Set exercise | Print every one of the rows below verbatim, keeping each character and line break unchanged.

---

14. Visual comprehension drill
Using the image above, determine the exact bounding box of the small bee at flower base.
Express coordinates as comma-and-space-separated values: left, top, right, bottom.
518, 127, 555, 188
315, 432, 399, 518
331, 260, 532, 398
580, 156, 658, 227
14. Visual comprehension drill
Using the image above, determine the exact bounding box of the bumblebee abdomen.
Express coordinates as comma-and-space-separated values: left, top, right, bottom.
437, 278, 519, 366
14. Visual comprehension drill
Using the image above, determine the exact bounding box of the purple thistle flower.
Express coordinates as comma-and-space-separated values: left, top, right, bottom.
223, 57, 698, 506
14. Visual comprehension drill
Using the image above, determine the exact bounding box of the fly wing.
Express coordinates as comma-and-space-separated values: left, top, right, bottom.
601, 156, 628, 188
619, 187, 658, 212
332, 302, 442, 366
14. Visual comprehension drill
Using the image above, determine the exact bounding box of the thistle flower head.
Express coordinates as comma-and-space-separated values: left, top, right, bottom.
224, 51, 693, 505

---

Task result |
14. Visual comprehension drill
Using the image above, determine the exact bounding box of the small bee at flower base.
Express coordinates as comma-and-space-separated values: left, top, right, bottom.
518, 127, 555, 188
315, 432, 399, 518
331, 260, 532, 398
580, 156, 658, 227
14. Visual comprehension drill
Using the image above, determine the exact bounding box of the bumblebee abdomen.
Express coordinates as comma-and-space-separated values: left, top, right, bottom.
437, 278, 519, 366
14. Visual comprehension drill
Using the image above, determine the exact bounding box of the purple thistle flower.
Express coordinates as comma-and-space-separated values: left, top, right, bottom.
223, 57, 698, 506
14. Visual comprehension drill
Using the image above, determine the exact bounding box of the fly wing.
Express coordinates as comma-and-space-separated values: left, top, right, bottom.
601, 156, 628, 188
619, 187, 658, 212
332, 302, 442, 366
14. Visual comprehension drill
Using the image above, determine the exact bounding box of the thistle flower head.
Express coordinates as comma-and-space-separated values: left, top, right, bottom.
224, 51, 693, 505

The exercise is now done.